All lines from the one with "of the twisted" to the end of the data: return those exactly, and only those.

(Point-per-instance localization data)
·····
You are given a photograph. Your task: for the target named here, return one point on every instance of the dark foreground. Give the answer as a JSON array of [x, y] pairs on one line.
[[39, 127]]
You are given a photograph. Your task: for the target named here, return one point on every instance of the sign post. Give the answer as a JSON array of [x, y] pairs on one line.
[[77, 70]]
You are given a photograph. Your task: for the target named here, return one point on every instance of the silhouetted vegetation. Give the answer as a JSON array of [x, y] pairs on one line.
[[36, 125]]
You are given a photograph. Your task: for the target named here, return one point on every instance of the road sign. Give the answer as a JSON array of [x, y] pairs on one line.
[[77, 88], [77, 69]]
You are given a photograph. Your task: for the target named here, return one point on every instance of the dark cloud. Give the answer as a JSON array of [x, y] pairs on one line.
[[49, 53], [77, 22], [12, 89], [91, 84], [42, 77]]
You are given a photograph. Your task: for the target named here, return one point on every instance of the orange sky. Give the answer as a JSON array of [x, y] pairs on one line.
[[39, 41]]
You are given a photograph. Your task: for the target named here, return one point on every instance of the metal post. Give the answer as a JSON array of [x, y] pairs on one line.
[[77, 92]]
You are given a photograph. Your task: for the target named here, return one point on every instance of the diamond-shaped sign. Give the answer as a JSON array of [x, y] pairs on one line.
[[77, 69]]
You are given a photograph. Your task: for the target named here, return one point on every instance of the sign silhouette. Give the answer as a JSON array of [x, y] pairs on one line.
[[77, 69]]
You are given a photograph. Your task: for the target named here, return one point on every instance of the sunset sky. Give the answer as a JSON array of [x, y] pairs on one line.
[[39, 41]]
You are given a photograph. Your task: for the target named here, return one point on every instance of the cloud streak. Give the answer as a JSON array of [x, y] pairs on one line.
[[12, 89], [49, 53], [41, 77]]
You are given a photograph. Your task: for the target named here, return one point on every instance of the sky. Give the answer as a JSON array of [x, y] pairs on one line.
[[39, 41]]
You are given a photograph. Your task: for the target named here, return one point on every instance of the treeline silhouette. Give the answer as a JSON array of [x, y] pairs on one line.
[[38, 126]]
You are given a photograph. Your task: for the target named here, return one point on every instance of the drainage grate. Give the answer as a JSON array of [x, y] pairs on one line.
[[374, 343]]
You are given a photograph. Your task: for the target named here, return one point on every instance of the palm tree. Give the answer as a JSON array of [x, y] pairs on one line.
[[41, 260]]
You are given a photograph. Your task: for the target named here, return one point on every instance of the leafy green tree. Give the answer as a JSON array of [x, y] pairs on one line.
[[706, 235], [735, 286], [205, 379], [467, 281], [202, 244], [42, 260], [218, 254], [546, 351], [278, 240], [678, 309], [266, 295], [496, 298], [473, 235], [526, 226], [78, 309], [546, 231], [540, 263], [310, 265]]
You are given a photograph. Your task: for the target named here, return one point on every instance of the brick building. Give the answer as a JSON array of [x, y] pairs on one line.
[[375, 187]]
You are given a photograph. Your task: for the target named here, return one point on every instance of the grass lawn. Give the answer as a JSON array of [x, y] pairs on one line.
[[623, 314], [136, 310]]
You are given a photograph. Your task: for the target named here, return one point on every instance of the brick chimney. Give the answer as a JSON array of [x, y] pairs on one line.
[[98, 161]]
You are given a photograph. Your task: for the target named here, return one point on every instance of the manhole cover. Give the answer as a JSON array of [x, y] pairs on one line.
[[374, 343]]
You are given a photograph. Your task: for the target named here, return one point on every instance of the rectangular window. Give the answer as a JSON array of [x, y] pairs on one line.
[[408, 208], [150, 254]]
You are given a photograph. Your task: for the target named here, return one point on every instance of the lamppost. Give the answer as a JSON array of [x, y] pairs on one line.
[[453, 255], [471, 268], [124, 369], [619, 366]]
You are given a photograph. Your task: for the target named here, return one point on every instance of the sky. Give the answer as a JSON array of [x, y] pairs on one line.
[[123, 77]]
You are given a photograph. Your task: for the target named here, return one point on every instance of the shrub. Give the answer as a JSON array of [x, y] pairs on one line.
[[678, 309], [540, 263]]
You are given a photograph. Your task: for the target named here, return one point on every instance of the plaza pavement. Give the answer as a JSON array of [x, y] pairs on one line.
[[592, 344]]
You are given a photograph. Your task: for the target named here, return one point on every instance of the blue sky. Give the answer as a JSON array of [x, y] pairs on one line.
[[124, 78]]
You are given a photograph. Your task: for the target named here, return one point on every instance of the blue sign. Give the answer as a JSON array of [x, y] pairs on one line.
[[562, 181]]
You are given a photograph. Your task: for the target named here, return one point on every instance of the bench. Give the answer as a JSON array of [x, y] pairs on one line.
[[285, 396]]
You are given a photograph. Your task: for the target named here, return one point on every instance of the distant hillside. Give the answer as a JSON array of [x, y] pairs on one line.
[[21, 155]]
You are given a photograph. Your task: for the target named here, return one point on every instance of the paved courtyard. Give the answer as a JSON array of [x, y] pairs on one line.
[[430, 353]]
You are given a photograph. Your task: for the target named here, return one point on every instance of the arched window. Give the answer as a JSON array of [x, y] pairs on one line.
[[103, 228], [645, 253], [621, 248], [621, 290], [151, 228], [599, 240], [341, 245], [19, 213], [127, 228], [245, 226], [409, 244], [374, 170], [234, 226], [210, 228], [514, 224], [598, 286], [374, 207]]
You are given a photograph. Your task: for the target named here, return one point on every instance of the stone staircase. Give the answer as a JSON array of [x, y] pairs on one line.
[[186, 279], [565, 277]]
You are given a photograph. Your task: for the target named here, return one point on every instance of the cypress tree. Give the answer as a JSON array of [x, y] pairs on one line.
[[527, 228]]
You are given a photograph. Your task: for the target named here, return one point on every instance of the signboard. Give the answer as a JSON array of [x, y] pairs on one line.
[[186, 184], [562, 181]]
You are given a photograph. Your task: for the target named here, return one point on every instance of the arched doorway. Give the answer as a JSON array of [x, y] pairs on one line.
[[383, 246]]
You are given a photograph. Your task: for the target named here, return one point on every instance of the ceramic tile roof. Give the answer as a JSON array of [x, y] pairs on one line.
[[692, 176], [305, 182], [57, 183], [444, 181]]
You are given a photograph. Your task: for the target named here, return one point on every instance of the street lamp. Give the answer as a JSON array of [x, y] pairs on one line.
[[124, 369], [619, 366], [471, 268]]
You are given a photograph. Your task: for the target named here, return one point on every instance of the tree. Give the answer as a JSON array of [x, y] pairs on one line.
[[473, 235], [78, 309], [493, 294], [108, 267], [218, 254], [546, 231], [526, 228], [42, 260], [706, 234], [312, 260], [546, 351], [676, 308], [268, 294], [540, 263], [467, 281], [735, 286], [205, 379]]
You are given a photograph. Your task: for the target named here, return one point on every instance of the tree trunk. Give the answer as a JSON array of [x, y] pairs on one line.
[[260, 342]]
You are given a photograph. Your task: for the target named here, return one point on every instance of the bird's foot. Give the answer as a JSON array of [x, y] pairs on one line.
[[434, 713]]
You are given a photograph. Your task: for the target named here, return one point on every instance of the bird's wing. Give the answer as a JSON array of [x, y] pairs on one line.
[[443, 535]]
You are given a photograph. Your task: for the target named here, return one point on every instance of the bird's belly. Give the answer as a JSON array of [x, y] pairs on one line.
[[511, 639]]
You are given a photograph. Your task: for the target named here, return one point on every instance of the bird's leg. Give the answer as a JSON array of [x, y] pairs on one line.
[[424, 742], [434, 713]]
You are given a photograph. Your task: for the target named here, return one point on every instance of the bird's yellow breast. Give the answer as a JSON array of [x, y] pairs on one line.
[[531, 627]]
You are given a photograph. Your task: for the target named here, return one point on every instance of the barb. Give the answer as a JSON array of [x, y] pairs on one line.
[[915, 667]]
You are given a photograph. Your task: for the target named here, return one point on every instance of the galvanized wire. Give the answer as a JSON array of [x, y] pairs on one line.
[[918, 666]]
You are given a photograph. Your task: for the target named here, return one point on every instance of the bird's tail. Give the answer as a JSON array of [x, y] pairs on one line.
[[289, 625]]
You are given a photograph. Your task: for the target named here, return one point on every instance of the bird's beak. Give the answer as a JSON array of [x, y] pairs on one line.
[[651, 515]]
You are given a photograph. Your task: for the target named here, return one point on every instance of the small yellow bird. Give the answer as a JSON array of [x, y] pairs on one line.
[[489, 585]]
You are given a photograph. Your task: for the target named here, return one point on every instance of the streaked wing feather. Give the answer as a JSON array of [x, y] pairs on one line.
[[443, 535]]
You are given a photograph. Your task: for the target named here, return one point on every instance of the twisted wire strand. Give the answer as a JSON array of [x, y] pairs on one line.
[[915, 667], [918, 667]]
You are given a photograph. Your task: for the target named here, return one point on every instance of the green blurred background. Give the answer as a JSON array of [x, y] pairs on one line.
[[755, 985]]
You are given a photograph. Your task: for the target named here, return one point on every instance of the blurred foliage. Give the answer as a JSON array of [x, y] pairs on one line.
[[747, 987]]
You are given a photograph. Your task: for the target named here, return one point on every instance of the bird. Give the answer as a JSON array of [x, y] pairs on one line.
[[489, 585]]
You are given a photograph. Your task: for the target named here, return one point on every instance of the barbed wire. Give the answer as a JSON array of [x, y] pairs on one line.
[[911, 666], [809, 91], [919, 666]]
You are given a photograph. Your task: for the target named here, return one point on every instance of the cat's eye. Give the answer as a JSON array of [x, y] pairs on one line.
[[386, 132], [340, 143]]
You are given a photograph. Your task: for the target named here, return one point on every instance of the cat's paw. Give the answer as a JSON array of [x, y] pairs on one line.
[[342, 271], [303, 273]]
·····
▶ **Solution for this exercise**
You are given a photograph. Your task: for the target named here, return one point on every instance of the twisted wire strand. Give the answer as a JSON array of [x, y] pairs on one line.
[[915, 667], [918, 667]]
You are given a photograph. Your task: for the target named here, return one point on every instance of the green blurred background. Give the answer as a JSON array of [x, y] pairs on one line.
[[755, 985]]
You are given a photograph. Your task: for the target named here, return one point on every instance of the blurred foliage. Give the answer as a JSON array of [x, y] pairs on one line.
[[747, 987]]
You are given a photograph. Your task: for the target named here, return one point on every instance of the bird. Give the answer as a JSON array of [x, y] pairs on one line.
[[489, 585]]
You are given a photograph. Your task: for the target named here, return one point on every instance of the barbed wire. Give the answer as a JSON array of [x, y] pairs on one line.
[[911, 666], [809, 91], [919, 666]]
You are given a photograph. Your task: for the target named here, return one point on every instance of the cat's eye. Give the answer as a JSON array of [x, y] pairs on one line.
[[386, 132], [340, 143]]
You are given a photograph. Your task: for the target named here, return one point on every instance of the cat's paw. Give the answer as a JSON array of [x, y] pairs on one line.
[[342, 271], [303, 273]]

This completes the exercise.